What you are asked to do: In the text about the rheumatology clinic in Cambodia, which things does Dr. Seligman say were missing back then?

Study text:
+===+

The clinic was housed in the Sihanouk Hospital Center of Hope complex, supported by Hope International. Initially, a daily lottery system had to be implemented given the large number of patients who traveled to the clinic for much needed care. However, that has since evolved to a sliding scale payment system that enables the very poor to receive free care.
Back then, Dr. Seligman says, nobody had smartphones or internet access. Nobody even had a dialysis machine. There were no specialists. She says the medical staff, who were mostly younger than 40, had a “huge fear” of using any complex medications, such as methotrexate, because they didn’t know how to prescribe or monitor them.
Game Changer
Within the next five years, the rheumatology clinic turned a corner. Khun Rithya, MD, a senior physician at the hospital, was sponsored to attend international rheumatology conferences and training programs and then brought that knowledge back to his staff of eight, who handle inpatient, outpatient and emergency department services.
Dr. Seligman says the education level of the clinic’s physicians has grown exponentially, as has the clinic’s capacity. Originally, there was just one building. Now there are two. Imaging technology, such as computed tomography scanning, is now available on site.
Although tremendous knowledge gains and improvements have been made, enormous barriers to the delivery of healthcare remain, she says, adding that this population is predisposed to certain rheumatic conditions.
“At least 30–40% of the rheumatology patients are young women with severe lupus or connective tissue disease,” Dr. Seligman says. “The costs for prescription drugs are high, and there are always questions about how to balance rheumatic diseases with infections, like TB [tuberculosis] or malaria.”
Since that first visit in 2004, Dr. Seligman has visited Cambodia about 10 times. During her biennial visits, Dr. Seligman still delivers care, but now she acts primarily as a rheumatology consultant. The most difficult challenge is helping children or young adults who are handed a death sentence when in end-stage disease.
“The lack of dialysis access is still heartbreaking and a travesty,” says Dr. Seligman, adding that systemic lupus patients are often young women with severe kidney disease. “We can’t level the playing field even with the newest medications. We have to contend with all of these other elements of healthcare delivery in a country that is so fractured.
“There’s so much to learn from people who practice in a low-resource setting,” she says, adding that this experience has not been a one-way street. “It was like working in the early days of medicine, when physicians took care of each other and their patients, working together as a family.”

+===+

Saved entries
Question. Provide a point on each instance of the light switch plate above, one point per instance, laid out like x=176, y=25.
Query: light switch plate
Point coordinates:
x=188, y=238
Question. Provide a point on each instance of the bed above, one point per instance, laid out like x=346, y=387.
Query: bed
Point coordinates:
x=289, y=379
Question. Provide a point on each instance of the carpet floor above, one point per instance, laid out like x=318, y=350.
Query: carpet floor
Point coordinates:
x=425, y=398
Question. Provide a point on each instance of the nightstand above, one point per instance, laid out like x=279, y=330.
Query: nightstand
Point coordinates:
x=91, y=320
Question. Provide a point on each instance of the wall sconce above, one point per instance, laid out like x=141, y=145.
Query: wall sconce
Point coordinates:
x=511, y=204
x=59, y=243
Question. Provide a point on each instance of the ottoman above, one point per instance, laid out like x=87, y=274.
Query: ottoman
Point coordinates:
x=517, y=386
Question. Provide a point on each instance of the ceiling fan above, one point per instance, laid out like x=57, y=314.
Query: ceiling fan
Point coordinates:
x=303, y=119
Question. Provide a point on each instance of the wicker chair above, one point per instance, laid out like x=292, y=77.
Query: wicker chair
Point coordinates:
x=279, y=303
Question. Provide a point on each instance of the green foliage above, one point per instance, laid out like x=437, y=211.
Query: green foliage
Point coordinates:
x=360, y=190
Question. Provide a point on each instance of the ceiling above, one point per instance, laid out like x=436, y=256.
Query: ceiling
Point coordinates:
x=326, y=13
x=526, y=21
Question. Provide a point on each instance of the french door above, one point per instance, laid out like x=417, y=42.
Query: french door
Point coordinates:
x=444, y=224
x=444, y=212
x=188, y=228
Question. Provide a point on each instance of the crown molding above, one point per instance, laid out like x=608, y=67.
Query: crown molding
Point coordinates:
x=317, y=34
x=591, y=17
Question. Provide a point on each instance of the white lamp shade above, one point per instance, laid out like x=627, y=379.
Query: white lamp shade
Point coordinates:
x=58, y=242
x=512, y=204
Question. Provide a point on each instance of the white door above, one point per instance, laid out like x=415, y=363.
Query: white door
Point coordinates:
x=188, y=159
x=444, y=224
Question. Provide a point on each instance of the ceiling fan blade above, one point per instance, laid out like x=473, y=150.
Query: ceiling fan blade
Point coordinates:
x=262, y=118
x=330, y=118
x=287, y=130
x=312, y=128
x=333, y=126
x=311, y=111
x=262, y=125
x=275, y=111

+===+

Your solution:
- Smartphones
- Internet access
- A dialysis machine
- Specialists